§ **WRITTEN TASK 1**
Can you update the EyeTV thread from "## simon (Nov" to "(May 27, 2002)", changing "personal web sharing" to "file sharing"?

§ **PROVIDED TEXT**
# Canadian Program Support for EyeTV (finally!)



## gwillikers (Jun 19, 2003)

http://www.macupdate.com/info.php/id/22765

:clap:


----------



## jonmon (Feb 15, 2002)

Sweet! I'm going to try this out now.


----------



## Vexel (Jan 30, 2005)

Nice!


----------



## Derrick (Dec 22, 2004)

This is great !!!! Thanks for posting this.

It works like a charm.


----------



## jonmon (Feb 15, 2002)

OK I have no idea how to use the software


----------



## Derrick (Dec 22, 2004)

jonmon said:


> OK I have no idea how to use the software


Did you see the instructions?

http://eep.pommepause.com/install/

A tip ... make sure your logon for TitanTV is the same as what you set up in the instructions.


----------



## Vexel (Jan 30, 2005)

Just follow the instructions carefully. They seem difficult, but they're really not. 

It works REALLY well.


----------



## monster and machine (Aug 22, 2005)

what is it? what does it do?


----------



## simon (Nov 2, 2002)

personal web sharing has to turned on too - took me a bit to find this feature but it works well once you figure out everything


----------



## Kosh (May 27, 2002)

monster and machine said:


> what is it? what does it do?


It's for the EyeTV software/hardware users. If you don't know what EyeTV is, you likely don't need it. Here's more info http://www.elgato.com/index.php?file=products_whatiseyetv


----------



## rgray (Feb 15, 2005)

*Zap2it withdraws 'personal' use service Sept 1 2007*

Users of Zap2it should note:



> IMPORTANT MESSAGE:
> 
> For several years we have offered a free TV listings service to hobbyists for their own personal, noncommercial use. In October of 2004 we posted here an open letter saying the future of Zap2it Labs was at risk because of certain growing misuses of the Zap2it Labs data. Unfortunately this misuse has continued and grown. These misuses, combined with other business factors have led to the decision to discontinue Zap2it Labs effective September 1, 2007.

§ **SUPPLIED MATERIAL**
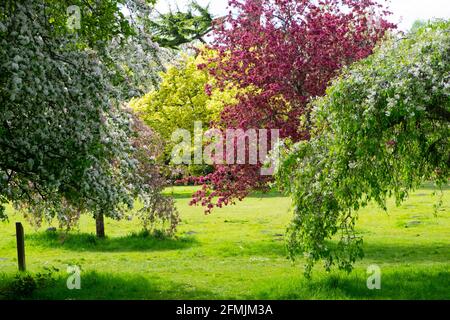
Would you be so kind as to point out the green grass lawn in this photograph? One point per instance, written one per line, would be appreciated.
(239, 253)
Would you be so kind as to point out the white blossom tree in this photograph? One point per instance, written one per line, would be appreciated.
(67, 145)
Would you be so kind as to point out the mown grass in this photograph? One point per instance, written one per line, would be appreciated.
(239, 253)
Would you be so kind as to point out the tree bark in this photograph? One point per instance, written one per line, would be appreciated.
(100, 225)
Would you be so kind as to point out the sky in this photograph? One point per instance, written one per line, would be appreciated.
(405, 11)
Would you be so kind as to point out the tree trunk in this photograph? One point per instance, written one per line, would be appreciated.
(100, 225)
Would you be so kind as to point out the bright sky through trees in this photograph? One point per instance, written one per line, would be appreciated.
(405, 11)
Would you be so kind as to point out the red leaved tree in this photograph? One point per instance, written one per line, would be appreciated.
(282, 53)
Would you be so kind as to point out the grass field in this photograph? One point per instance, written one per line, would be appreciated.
(239, 253)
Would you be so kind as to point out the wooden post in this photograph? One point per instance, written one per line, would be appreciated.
(20, 246)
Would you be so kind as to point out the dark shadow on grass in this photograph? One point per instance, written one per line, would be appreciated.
(96, 285)
(415, 283)
(129, 243)
(377, 253)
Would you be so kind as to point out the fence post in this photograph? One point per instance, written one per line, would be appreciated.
(20, 246)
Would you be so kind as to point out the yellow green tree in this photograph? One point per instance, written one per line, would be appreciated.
(183, 97)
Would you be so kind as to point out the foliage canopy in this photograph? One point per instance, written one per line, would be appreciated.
(381, 130)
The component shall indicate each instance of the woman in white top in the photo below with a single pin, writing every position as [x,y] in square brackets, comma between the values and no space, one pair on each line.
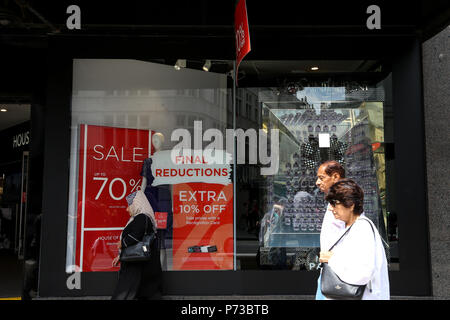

§ **WRITTEN TASK 2**
Could you output the records word for word, from the line with "Would you be so kind as to point out the fence" through the end of the records, with both ends included and the pictures left out?

§ **FULL RESPONSE 1**
## simon (Nov 2, 2002)

file sharing has to turned on too - took me a bit to find this feature but it works well once you figure out everything


----------



## Kosh (May 27, 2002)

§ **FULL RESPONSE 2**
Would you be so kind as to point out the fence post in this photograph? One point per instance, written one per line, would be appreciated.
(20, 246)
Would you be so kind as to point out the yellow green tree in this photograph? One point per instance, written one per line, would be appreciated.
(183, 97)
Would you be so kind as to point out the foliage canopy in this photograph? One point per instance, written one per line, would be appreciated.
(381, 130)
The component shall indicate each instance of the woman in white top in the photo below with a single pin, writing every position as [x,y] in square brackets, comma between the values and no space, one pair on each line.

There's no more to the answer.